*Passage to read*
————————

According to Carl-Gustav Werner, "In the isolated province of Dalarna in Sweden a mix of runes and Latin letters developed." The Dalecarlian runes came into use in the early 16th century and remained in some use up to the 20th century. Some discussion remains on whether their use was an unbroken tradition throughout this period or whether people in the 19th and 20th centuries learned runes from books written on the subject. The character inventory was used mainly for transcribing Swedish in areas where Elfdalian was predominant.

Differences from Roman script

While Roman script would ultimately replace runes in most contexts, it differed significantly from runic script. For example, on the differences between the use of Anglo-Saxon runes and the Latin script that would come to replace them, runologist Victoria Symons says:

As well as being distinguished from the roman alphabet in visual appearance and letter order, the fuþorc is further set apart by the fact that, unlike their roman counterparts, runic letters are often associated not only with sound values but also with names. These names are often nouns and, in almost all instances, they begin with the sound value represented by the associated letter. ... The fact that each rune represents a sound value and a word gives this writing system a multivalent quality that further distinguishes it from roman script. A roman letter simply represents its sound value. When used, for example, for the purpose of pagination, such letters can assume added significance, but this is localised to the context of an individual manuscript. Runic letters, on the other hand, are inherently multivalent; they can, and often do, represent several different kinds of information simultaneously. This aspect of runic letters is one that is frequently employed and exploited by writers and scribes who include them in their manuscripts.

————————

*Given data*
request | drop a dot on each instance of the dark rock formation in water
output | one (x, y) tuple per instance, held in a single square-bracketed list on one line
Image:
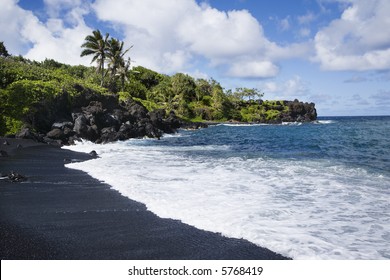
[(103, 118)]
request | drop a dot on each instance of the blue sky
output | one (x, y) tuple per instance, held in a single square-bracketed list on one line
[(335, 53)]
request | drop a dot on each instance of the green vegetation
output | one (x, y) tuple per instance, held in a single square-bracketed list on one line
[(26, 86)]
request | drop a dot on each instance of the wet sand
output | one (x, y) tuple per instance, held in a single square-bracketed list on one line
[(61, 213)]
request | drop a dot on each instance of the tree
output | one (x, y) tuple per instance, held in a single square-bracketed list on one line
[(250, 93), (3, 50), (123, 72), (97, 46), (115, 56)]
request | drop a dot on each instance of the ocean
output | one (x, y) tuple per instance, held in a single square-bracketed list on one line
[(316, 190)]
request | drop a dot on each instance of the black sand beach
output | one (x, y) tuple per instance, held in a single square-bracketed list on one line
[(60, 213)]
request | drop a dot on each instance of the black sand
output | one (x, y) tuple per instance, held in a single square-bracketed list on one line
[(60, 213)]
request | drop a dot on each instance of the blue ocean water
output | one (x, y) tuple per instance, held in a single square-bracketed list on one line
[(309, 191)]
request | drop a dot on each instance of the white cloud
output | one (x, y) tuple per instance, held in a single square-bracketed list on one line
[(292, 88), (25, 34), (357, 40), (253, 69), (285, 23), (307, 18)]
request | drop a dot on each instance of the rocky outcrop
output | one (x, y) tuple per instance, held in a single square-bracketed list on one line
[(97, 118), (299, 112), (103, 118)]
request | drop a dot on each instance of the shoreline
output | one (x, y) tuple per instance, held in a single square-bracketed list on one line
[(61, 213)]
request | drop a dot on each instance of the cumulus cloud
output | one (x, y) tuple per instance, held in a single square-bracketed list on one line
[(253, 69), (25, 34), (357, 40), (294, 87)]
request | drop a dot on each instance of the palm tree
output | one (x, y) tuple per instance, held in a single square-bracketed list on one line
[(123, 71), (97, 46)]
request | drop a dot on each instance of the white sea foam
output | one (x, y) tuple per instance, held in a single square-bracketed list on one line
[(302, 209), (325, 121)]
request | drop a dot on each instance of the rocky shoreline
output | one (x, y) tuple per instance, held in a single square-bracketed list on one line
[(104, 118)]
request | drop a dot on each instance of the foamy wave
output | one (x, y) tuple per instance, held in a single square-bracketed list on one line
[(325, 121)]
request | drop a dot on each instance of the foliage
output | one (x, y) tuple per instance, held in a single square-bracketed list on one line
[(3, 50), (28, 86), (97, 46)]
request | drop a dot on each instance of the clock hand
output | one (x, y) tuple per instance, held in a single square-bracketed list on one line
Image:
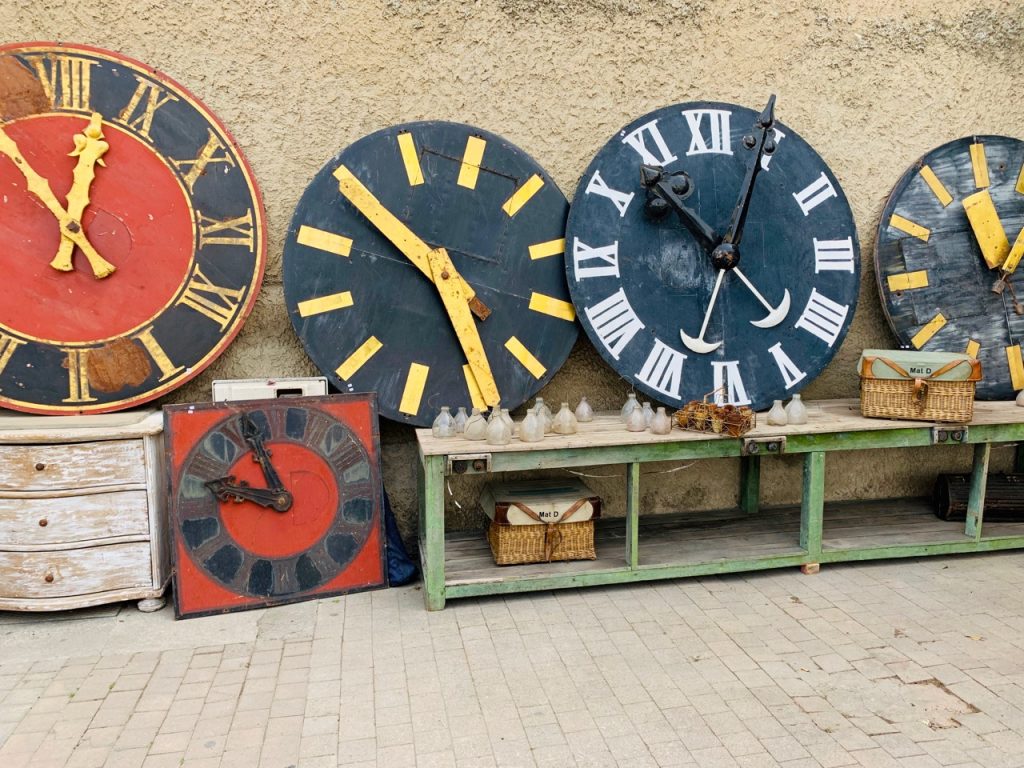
[(410, 244), (698, 344), (987, 228), (261, 456), (89, 148), (669, 190), (41, 188), (446, 283), (226, 489)]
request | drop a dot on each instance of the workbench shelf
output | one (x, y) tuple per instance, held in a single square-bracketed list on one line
[(647, 546)]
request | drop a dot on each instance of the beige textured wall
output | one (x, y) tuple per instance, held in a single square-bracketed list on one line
[(871, 85)]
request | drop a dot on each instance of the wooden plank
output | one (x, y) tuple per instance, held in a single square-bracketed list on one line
[(65, 522), (72, 466)]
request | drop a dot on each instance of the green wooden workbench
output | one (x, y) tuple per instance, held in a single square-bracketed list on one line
[(641, 547)]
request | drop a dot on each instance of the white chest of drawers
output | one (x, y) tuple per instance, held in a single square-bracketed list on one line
[(82, 511)]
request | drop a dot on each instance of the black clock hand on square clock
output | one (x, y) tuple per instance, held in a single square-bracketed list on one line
[(274, 497)]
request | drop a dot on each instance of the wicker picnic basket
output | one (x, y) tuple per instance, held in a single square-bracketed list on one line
[(532, 521), (919, 386)]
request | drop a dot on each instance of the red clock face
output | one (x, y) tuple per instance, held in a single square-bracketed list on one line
[(131, 231)]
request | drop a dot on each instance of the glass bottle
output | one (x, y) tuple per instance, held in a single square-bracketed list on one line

————————

*Problems to solve*
A – In the passage on runes, when did the Dalecarlian runes come into use?
B – Please continue the passage on runes from the point where it stops.

*Exercise results*
A – In the early 16th century.

B –
Use as ideographs (Begriffsrunen)

In addition to their historic use as letters in the runic alphabets, runes were also used to represent their names (ideographs). Such instances are sometimes referred to by way of the modern German loan word Begriffsrunen, meaning 'concept-runes' (singular Begriffsrune). The criteria for the use of Begriffsrunen and the frequency of their use by ancient rune-writers remains controversial. The topic of Begriffsrunen has produced much discussion among runologists. Runologist Klaus Düwel has proposed two criteria for the identification of runes as Begriffsrunen: A graphic argument and a semantic argument.

Examples of Begriffsrunen (or potential Begriffsrunen) include the following:

Inscription Date Script Language Rune Notes
Lindholm amulet 2nd to 4th centuries Elder Futhark Proto-Norse Several different runes In this inscription, several runes repeat in a sentence to form an unknown meaning. Various scholars have proposed that these runes represent repeated Begriffsrunen.
Ring of Pietroassa 250–400 AD Elder Futhark Gothic Odal (rune) This object was cut by thieves, damaging one of the runes. The identity of this rune was debated by scholars until a photograph of it was republished that, according to runologist Bernard Mees, clearly indicates it to have been Odal (rune).
Stentoften Runestone 500–700 AD Elder Futhark Proto-Norse Jēran This inscription is commonly cited as containing a Begriffsrune.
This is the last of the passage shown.